__BRIEF__: Output all entries verbatim.

Stored entries:
##########

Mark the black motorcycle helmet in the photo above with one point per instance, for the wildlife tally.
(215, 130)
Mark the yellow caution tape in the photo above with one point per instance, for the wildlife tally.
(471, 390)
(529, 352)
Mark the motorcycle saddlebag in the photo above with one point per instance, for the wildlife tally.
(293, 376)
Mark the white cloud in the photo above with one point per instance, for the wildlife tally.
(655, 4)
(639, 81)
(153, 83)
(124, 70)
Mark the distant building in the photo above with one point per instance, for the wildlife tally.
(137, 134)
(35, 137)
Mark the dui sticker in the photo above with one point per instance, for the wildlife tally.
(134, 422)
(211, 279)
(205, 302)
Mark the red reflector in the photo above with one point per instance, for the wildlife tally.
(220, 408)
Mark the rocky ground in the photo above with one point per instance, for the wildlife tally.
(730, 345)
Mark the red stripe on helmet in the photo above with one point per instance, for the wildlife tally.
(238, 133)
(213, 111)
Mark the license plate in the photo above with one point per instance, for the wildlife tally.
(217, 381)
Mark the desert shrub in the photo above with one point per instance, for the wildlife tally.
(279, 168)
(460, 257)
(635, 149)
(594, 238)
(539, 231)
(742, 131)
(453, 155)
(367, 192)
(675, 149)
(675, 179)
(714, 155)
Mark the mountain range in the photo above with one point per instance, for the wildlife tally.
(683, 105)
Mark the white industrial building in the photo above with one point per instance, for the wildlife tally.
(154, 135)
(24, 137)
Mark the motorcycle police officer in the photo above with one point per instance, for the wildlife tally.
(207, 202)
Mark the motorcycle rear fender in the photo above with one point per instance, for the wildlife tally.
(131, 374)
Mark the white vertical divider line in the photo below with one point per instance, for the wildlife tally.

##########

__EXERCISE RESULT__:
Mark the black motorcycle helmet in the photo above with one point per instance, for the wildlife tally.
(215, 130)
Mark the yellow caution tape in the photo above with one point per instance, for the wildlife tally.
(471, 390)
(529, 352)
Mark the motorcycle saddlebag in the photo above with one point per instance, for the wildlife tally.
(293, 376)
Mark the white cloud in the photo above with one point per instance, for the wildlife tally.
(655, 4)
(639, 81)
(153, 83)
(124, 70)
Mark the distant building in the photo above with one point per instance, for the wildlife tally.
(137, 134)
(35, 137)
Mark the dui sticker in the photo above with one point per instance, for the wildlife tally.
(134, 422)
(211, 279)
(205, 302)
Mark the red reflector in the photo above with one point per instance, for the wildlife tally.
(220, 408)
Mark the rocky ground in the photo above with one point per instance, for the wildlife tally.
(730, 345)
Mark the red stripe on helmet in the photo above with one point per instance, for the wildlife tally.
(238, 133)
(213, 111)
Mark the license plate in the photo above with one point per instance, for the wildlife tally.
(217, 381)
Mark the desert shrub in the photo above with one point per instance, for the wildlife tally.
(279, 168)
(460, 257)
(635, 149)
(594, 238)
(539, 231)
(742, 131)
(453, 155)
(367, 192)
(675, 149)
(675, 179)
(714, 155)
Mark the mountain range in the photo above with one point per instance, for the wildlife tally.
(683, 105)
Mark the white industrial building in the photo above with one point per instance, for the wildlife tally.
(154, 135)
(24, 137)
Mark the motorcycle police officer in the photo above with one point per instance, for the wildlife tally.
(207, 202)
Mark the motorcycle rear fender in the photo above with one point per instance, for the wildlife tally.
(131, 374)
Mark the white vertical divider line in the photo below with one point per instance, for the wildlife tally.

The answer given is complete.